══ Record set

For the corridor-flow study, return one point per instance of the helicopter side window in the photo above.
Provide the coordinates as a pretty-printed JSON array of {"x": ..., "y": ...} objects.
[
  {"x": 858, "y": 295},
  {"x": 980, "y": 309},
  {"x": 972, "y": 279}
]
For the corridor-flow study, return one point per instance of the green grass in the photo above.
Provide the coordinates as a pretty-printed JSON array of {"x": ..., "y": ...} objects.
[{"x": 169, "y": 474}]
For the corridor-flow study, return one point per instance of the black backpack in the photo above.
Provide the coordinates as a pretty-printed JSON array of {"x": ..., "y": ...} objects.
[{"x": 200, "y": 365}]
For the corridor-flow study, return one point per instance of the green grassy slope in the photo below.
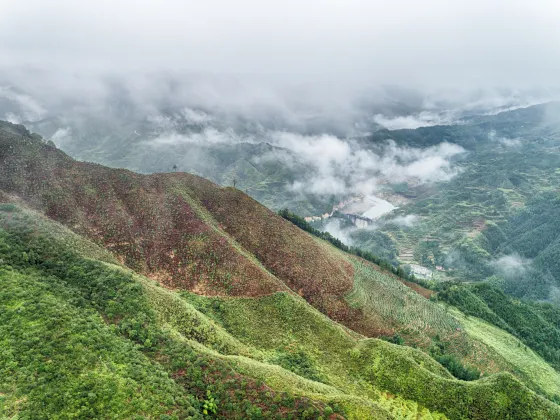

════

→ **The task**:
Please rescale the listing above by writing out every line again, requests included, with each x and y coordinate in the answers multiplied by 1.4 and rounded to a whole number, halves up. Leave the pictures out of your answer.

→ **Task output**:
For the corridor-flow study, return one point per instance of the helicopter side window in the photo above.
Provide the coordinates as a pretty-printed JSON array of {"x": ..., "y": ...} objects.
[
  {"x": 1201, "y": 413},
  {"x": 1372, "y": 433},
  {"x": 1361, "y": 391}
]
For the corridor-flow study, return one point per instance of the green grass in the photo above.
Provide the coordinates as a pretty-printed JSON array of {"x": ..., "y": ...} objects.
[{"x": 237, "y": 664}]
For the corridor-flow study, return one point per instance of the black backpack in the photo above.
Provide the coordinates as a pretty-printed JSON array of {"x": ..., "y": ...} objects.
[{"x": 280, "y": 511}]
For the corridor-flow study, return one point per instance of the green grassy slope in the photo below.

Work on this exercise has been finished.